++++ Brontekst ++++
Veruit de belangrijkste vondst bevond zich in het oostelijke deel van het projectgebied. De waterput die al tijdens het proefsleuvenonderzoek was aangetroffen, werd volledig blootgelegd en onderzocht. De waterput was gevuld met meerdere organische pakketten. Onderaan was hierin een verticaal, sterk organisch kleiig bandje zichtbaar dat duidelijk wees op de voormalige aanwezigheid van een beschoeiing die vergaan was. Onder de watertafel waren de houten resten van de oorspronkelijke schacht wel nog aanwezig. Deze was gemaakt uit aangepunte planken die in de bodem ingeheid waren. Een verder onderzoek van deze planken wees uit dat ze alle afkomstig waren van eenzelfde eik die gekapt werd tussen 221 en 210 v.o.t.
Figuur 3. Profiel van de waterput.
Figuur 4. Zicht op de schacht van de waterput.
++++ Brongegevens ++++
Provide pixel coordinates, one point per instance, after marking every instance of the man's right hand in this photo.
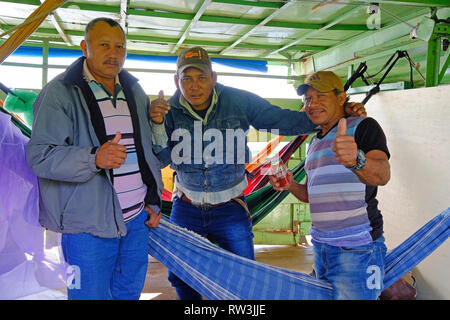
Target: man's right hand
(158, 108)
(111, 155)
++++
Vragen -
1. Geef bij elke bewering hieronder aan of ze klopt met de tekst over de waterput. Antwoord met ja of nee en citeer de beslissende woorden letterlijk.
(a) De waterput werd pas bij de volledige opgraving voor het eerst ontdekt.
(b) De planken van de schacht waren in de bodem ingeheid.
(c) Het hout van de schacht kwam van verschillende eiken.
2. In welke periode werd volgens de tekst over de waterput de eik gekapt waarvan de planken afkomstig waren?

Antwoorden op volgorde -
1.
(a) Nee: "De waterput die al tijdens het proefsleuvenonderzoek was aangetroffen"
(b) Ja: "aangepunte planken die in de bodem ingeheid waren"
(c) Nee: "ze alle afkomstig waren van eenzelfde eik"

2. Tussen 221 en 210 v.o.t.